_Instructions for the task_.
Gather every line in the items below that contains the word "stanchion", and copy each one. Case counts.

_Supplied data_.
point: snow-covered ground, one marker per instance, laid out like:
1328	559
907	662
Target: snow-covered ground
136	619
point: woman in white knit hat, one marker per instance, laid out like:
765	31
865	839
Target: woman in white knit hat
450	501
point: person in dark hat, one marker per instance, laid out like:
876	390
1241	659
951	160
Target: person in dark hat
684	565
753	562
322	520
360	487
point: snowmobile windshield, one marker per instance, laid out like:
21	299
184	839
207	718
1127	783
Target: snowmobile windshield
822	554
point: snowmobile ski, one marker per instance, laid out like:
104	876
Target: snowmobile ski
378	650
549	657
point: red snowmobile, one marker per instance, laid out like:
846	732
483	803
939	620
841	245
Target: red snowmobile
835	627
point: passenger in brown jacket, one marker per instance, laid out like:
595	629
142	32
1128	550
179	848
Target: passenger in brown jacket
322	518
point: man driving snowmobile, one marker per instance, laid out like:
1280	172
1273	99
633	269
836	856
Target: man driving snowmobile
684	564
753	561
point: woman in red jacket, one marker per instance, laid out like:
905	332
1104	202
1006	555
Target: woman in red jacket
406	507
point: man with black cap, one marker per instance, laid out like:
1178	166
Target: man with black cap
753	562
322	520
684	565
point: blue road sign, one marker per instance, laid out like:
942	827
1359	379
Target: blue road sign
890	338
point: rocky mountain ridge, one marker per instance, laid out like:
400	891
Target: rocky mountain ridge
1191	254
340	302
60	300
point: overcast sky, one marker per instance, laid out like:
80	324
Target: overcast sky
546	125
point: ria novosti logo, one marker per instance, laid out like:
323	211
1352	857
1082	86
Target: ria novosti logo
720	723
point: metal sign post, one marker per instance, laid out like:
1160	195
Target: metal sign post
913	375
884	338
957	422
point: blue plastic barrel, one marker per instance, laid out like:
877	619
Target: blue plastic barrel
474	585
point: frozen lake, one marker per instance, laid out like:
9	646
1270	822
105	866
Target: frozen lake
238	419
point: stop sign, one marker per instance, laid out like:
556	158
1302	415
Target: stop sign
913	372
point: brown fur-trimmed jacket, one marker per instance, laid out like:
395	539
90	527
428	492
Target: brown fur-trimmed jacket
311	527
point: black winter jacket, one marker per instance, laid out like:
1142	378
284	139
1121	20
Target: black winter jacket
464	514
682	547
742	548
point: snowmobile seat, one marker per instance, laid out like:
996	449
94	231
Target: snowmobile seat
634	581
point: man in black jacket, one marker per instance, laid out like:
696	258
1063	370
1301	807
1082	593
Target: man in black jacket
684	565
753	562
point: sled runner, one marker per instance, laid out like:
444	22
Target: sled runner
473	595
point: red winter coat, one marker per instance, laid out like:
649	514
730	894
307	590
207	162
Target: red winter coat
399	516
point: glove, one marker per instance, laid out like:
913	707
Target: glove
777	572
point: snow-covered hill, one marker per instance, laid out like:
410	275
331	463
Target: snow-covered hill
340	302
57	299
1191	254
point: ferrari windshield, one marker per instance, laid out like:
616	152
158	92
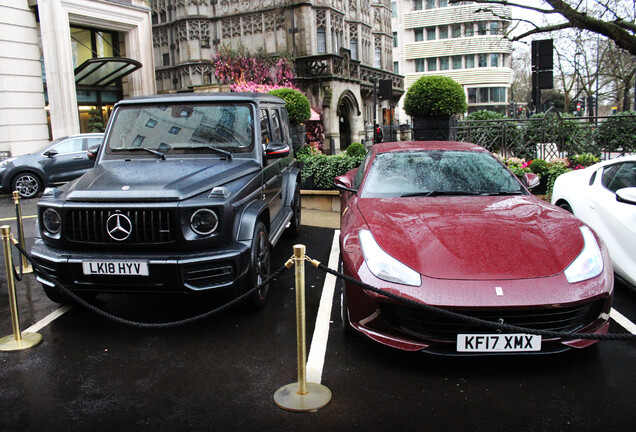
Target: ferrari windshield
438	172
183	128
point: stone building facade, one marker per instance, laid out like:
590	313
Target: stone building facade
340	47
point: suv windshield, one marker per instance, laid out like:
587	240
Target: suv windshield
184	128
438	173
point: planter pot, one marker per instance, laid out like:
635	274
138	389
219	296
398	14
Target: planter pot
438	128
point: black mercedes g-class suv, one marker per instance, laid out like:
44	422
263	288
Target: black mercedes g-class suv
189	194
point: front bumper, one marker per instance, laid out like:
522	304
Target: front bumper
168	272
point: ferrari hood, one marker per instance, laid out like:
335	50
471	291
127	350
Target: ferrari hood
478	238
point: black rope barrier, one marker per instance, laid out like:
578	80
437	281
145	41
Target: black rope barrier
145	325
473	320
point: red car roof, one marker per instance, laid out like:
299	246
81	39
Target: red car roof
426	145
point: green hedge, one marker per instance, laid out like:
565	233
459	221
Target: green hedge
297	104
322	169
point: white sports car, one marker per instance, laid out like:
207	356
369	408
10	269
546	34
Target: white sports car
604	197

==

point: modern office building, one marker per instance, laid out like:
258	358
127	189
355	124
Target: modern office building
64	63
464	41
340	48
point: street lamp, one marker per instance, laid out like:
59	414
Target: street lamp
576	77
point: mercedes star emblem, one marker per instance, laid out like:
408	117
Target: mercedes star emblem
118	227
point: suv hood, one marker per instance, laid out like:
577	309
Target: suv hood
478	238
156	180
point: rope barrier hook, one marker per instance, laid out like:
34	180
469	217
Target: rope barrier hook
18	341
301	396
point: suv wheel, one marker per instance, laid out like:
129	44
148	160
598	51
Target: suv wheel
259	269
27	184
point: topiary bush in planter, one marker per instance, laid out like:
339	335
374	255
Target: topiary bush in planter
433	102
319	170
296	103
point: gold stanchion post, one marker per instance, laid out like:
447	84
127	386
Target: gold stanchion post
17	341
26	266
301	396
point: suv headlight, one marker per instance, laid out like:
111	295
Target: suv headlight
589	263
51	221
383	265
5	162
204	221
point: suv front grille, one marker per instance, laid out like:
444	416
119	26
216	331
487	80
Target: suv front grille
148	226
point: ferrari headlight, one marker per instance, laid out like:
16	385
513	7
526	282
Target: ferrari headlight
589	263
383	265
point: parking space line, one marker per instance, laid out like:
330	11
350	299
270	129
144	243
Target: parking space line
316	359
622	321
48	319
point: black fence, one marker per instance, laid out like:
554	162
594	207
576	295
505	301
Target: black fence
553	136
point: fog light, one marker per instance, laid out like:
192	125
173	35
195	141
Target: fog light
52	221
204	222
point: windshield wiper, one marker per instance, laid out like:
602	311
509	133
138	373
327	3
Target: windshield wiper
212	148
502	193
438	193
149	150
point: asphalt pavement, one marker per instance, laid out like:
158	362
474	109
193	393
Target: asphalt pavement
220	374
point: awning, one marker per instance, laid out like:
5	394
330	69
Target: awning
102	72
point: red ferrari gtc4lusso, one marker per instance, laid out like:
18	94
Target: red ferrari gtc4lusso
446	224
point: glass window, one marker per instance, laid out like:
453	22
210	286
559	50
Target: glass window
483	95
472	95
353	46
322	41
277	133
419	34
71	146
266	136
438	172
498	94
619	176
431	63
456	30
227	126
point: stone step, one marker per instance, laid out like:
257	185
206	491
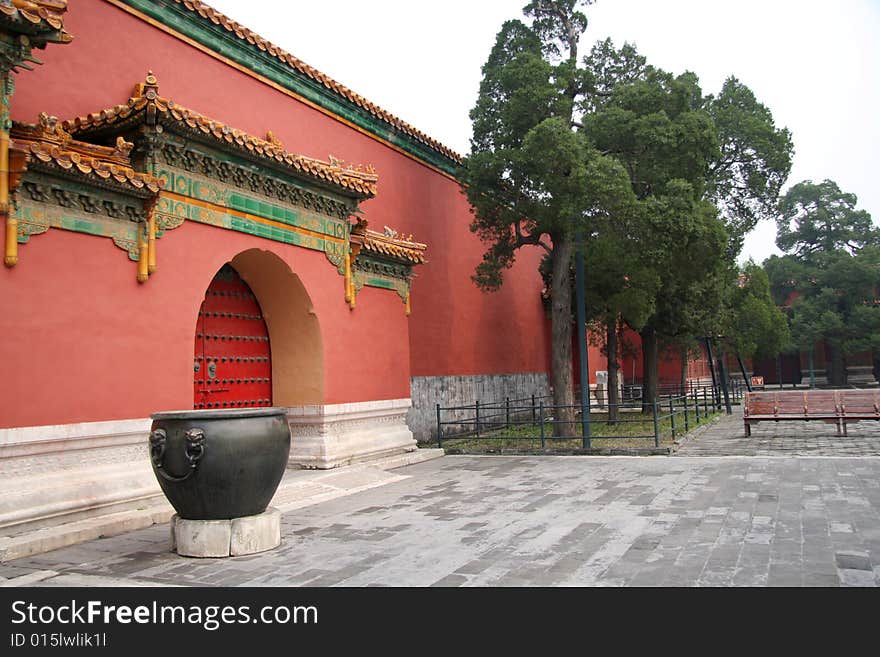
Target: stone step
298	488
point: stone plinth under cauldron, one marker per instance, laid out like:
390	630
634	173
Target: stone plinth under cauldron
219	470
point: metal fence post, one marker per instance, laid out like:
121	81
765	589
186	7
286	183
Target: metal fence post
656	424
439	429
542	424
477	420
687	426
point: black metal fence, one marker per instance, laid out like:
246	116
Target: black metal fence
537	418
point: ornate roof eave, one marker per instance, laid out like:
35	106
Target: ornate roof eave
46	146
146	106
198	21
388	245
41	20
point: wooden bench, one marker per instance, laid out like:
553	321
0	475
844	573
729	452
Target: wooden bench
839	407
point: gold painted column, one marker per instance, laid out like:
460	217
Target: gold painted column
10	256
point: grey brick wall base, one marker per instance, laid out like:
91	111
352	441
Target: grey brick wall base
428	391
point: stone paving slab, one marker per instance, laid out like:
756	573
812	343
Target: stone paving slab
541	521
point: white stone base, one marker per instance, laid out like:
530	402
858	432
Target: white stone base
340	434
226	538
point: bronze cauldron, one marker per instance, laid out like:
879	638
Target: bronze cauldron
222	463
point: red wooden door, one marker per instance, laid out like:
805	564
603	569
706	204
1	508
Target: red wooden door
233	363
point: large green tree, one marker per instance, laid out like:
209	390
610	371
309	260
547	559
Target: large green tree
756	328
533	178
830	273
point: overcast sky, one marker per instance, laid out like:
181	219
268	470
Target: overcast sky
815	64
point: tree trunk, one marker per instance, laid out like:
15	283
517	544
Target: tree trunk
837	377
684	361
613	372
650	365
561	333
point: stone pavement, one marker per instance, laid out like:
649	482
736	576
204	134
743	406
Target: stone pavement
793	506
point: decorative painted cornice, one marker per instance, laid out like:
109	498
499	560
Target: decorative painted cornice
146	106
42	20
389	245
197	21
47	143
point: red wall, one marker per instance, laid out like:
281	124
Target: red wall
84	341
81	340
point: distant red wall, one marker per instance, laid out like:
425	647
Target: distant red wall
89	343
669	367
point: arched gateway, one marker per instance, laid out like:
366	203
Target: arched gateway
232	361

_Task solution_.
point: gold stanchion post, one marker per instance, laid out like:
Target: gold stanchion post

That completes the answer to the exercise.